Start of EXERCISE TEXT
A more perfect environment for diseases to jump species could hardly be imagined.

So the deeper answer is that plagues come from animals, but so rarely you have to raise the odds and with many chances for infection and give the new-born plague a fertile environment to grow. The old world had the necessary pieces in abundance.

But, why was a city like London filled with sheep and pigs and cows and Tenochtitlan wasn't?

This brings us to the final level. (For this video anyway)

Some animals can be put to human use -- this is what domestication means, animals you can breed, not just hunt.

Forget a the moment the modern world: go back to 10,000BC when tribes of humans reached just about everywhere. If you were in one of these tribes what local animals could you capture, alive, and successfully pen to breed?

Maybe you're in North Dakota and thinking about catching a Buffalo: an unpredictable, violent tank on hooves, that can outrun you across the planes, leap over your head head and travels in herds thousands strong.

Oh, and you have no horses to help you -- because there are no horses on the continent. Horses live here -- and won't be brought over until, too late.

It's just you, a couple buddies, and stone-based tools. American Indians didn't fail to domesticate buffalo because they couldn't figure it out. They failed because it's a buffalo. No one could do it -- buffalo would have been amazing creature to put to human work back in BC, but it's not going to happen -- humans have only barely domesticated buffalo with all our modern tools.

The New World didn't have good animal candidates for domestication. Almost everything big enough to be useful is also was to too dangerous, or too agile.

Meanwhile the fertile crescent to central Europe had: cows and and pigs and sheep and goats, easy pests animals comparatively begging to be domesticated.

A wild boar is something to contend with if you only have stone tools but it's possible to catch and pen and bread and feed to eat -- because pigs can't leap to the sky or crush all resistance beneath their hooves.

In The New World the only native domestication contestant was: llamas. They're better than nothing, which is probably why the biggest cities existed in South America -- but they're no cow. Ever try to manage a heard of llamas in the mountains of Peru? Yeah, you can do it, but it's not fun. Nothing but drama, these llamas.

These might seem, cherry-picked examples, because aren't there hundreds of thousands of species of animals? Yes, but when you're stuck at the bottom of the tech tree almost none of them can be domesticated. From the dawn of man until this fateful meeting humans domesticated maybe a baker's dozen of unique species the world over, and even to get that high a number you need to stretch it to include honeybees and silkworms. Nice to have, but you can't build a civilization on a foundation of honey alone.
End of EXERCISE TEXT
Start of DATA EXCERPTS
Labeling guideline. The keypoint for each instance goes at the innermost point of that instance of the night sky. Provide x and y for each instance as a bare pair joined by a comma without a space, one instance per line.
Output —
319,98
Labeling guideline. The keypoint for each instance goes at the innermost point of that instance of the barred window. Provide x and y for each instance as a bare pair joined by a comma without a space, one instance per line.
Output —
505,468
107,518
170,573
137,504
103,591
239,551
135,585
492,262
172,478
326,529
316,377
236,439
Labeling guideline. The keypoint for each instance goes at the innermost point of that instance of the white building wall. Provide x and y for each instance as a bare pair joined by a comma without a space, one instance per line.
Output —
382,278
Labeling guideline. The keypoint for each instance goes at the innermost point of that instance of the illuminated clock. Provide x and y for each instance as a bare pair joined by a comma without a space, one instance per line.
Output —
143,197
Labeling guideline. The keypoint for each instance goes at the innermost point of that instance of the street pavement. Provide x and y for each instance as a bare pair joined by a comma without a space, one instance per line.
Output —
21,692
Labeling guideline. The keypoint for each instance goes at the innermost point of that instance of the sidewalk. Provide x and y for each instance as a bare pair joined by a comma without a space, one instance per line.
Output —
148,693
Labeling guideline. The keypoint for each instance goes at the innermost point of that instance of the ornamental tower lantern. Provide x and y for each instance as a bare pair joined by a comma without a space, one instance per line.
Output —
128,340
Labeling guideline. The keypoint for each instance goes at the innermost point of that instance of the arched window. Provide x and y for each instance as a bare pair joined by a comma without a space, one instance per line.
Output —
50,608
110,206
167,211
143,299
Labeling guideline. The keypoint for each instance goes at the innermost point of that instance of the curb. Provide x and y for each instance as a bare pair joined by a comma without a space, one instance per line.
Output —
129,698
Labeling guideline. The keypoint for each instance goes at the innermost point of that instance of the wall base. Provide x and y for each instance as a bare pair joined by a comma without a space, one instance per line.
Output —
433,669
End of DATA EXCERPTS
WORK INSTRUCTIONS:
a) Retype the domestication text word for word, starting at "A wild boar" and ending at "drama, these llamas.".
b) According to the domestication text, which animals did the region from the fertile crescent to central Europe have available for domestication? List every one.
The material stands apart from the domestication text and is not connected to it.

TASK-BY-TASK OUTPUTS:
a)
A wild boar is something to contend with if you only have stone tools but it's possible to catch and pen and bread and feed to eat -- because pigs can't leap to the sky or crush all resistance beneath their hooves.

In The New World the only native domestication contestant was: llamas. They're better than nothing, which is probably why the biggest cities existed in South America -- but they're no cow. Ever try to manage a heard of llamas in the mountains of Peru? Yeah, you can do it, but it's not fun. Nothing but drama, these llamas.

b) Cows, pigs, sheep, and goats.